• INPUT DATA:

——

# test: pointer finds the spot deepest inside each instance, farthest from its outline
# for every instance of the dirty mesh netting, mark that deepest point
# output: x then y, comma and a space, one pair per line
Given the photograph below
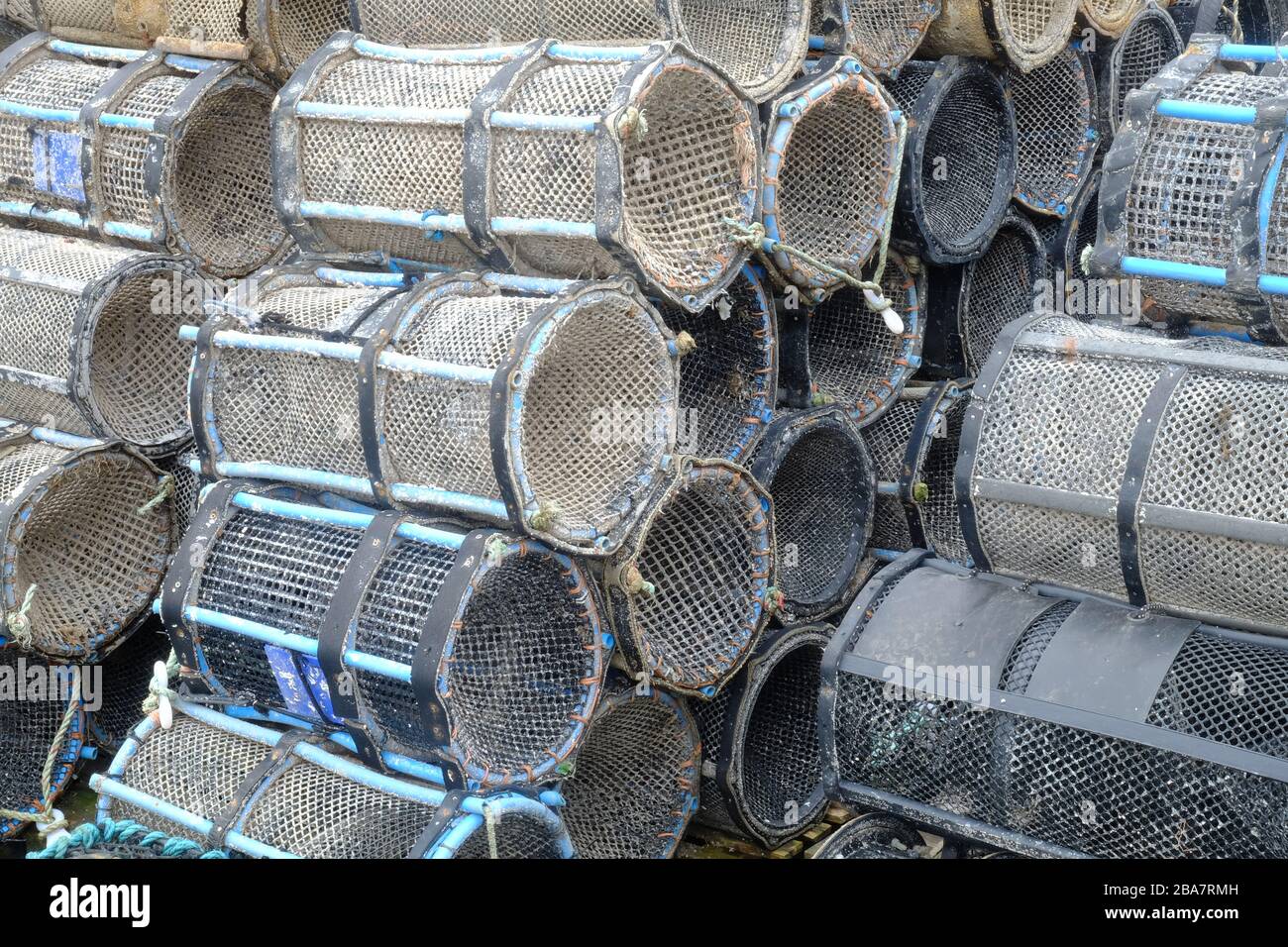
831, 174
1100, 781
568, 455
1181, 191
635, 780
914, 450
853, 360
176, 158
973, 303
883, 34
127, 674
960, 159
872, 836
375, 150
1127, 63
505, 630
822, 478
31, 718
313, 802
1028, 33
759, 44
692, 590
1132, 467
1055, 120
761, 770
84, 347
86, 541
729, 381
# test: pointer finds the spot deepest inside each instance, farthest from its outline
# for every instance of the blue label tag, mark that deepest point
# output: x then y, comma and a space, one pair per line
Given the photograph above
295, 692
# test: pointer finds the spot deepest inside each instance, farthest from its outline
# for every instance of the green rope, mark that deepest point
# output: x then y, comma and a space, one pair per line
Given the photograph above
162, 495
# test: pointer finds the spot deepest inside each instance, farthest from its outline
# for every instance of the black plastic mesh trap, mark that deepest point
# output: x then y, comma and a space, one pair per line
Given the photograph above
634, 785
1096, 748
761, 770
960, 159
822, 479
175, 157
90, 347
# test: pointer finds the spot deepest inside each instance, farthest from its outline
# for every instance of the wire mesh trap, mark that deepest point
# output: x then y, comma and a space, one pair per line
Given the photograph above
1132, 467
822, 478
1028, 33
86, 535
475, 650
278, 35
1050, 723
635, 779
1055, 120
31, 733
973, 303
554, 412
165, 151
1192, 195
883, 34
85, 348
692, 589
761, 770
872, 836
914, 450
237, 787
832, 157
552, 158
758, 46
1140, 53
960, 159
840, 352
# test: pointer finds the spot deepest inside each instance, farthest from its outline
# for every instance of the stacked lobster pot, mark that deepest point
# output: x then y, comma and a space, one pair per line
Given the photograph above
133, 179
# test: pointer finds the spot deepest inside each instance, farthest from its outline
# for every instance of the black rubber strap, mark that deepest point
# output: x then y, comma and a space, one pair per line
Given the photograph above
277, 761
446, 812
433, 639
1133, 480
340, 620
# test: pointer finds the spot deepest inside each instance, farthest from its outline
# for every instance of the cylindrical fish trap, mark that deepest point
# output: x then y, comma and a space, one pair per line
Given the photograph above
872, 836
1192, 195
729, 380
553, 412
1127, 63
237, 787
127, 674
960, 159
1055, 120
914, 451
883, 34
473, 650
1028, 33
1109, 17
90, 342
165, 151
1155, 495
823, 480
572, 161
635, 780
761, 770
88, 534
692, 590
278, 35
758, 46
833, 146
973, 303
1048, 723
841, 352
31, 720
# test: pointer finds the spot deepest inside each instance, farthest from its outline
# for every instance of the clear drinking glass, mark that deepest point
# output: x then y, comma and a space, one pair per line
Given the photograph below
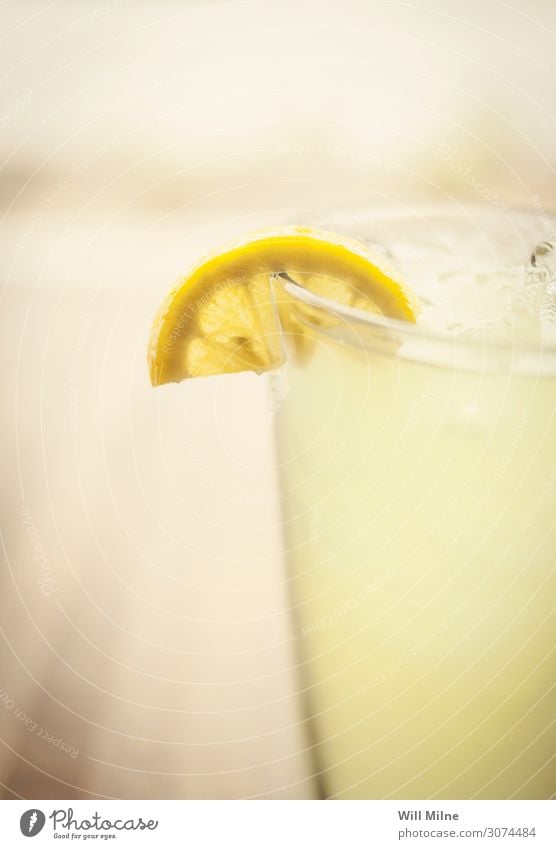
418, 472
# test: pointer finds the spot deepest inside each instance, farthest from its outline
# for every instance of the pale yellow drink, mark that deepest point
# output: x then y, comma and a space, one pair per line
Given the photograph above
419, 483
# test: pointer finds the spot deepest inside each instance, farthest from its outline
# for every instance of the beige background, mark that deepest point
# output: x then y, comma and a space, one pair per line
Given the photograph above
143, 606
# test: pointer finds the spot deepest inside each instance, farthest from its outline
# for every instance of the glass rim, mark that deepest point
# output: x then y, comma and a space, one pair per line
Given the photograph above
417, 333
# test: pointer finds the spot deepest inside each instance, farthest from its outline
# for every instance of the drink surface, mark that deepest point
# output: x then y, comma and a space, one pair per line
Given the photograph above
420, 525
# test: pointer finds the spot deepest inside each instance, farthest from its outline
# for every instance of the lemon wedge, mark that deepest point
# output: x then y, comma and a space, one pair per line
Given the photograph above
223, 317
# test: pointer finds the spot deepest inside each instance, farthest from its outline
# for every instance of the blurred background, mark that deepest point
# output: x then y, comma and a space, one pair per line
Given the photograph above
145, 646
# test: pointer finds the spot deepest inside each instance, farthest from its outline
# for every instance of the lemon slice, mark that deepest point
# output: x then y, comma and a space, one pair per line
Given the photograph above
223, 317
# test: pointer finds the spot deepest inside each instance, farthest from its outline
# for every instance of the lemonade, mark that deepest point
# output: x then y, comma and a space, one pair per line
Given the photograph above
419, 475
414, 362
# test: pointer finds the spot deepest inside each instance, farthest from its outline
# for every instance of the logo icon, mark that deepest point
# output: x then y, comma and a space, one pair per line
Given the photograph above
32, 822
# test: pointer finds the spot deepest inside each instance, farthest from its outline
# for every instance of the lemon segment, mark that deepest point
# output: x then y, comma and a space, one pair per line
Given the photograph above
223, 318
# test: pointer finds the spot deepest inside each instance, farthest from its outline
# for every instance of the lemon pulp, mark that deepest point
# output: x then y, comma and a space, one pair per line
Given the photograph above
223, 318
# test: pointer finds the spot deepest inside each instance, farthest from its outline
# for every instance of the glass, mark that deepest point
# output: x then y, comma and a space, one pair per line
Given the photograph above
418, 475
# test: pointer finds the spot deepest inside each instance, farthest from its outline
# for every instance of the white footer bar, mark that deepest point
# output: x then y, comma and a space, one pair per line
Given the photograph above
280, 824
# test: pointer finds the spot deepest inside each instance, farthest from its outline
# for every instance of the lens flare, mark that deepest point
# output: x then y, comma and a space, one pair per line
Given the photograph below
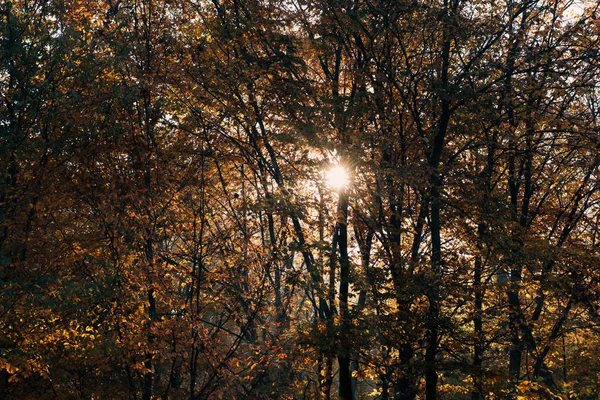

——

• PROBLEM DESCRIPTION:
Filter the records above, keeping each line that contains the word "black".

• EXERCISE ANSWER:
# for every instance of the black plastic mesh trap, mark that deepest point
# for every instance of the black rubber strap, mark that deepest point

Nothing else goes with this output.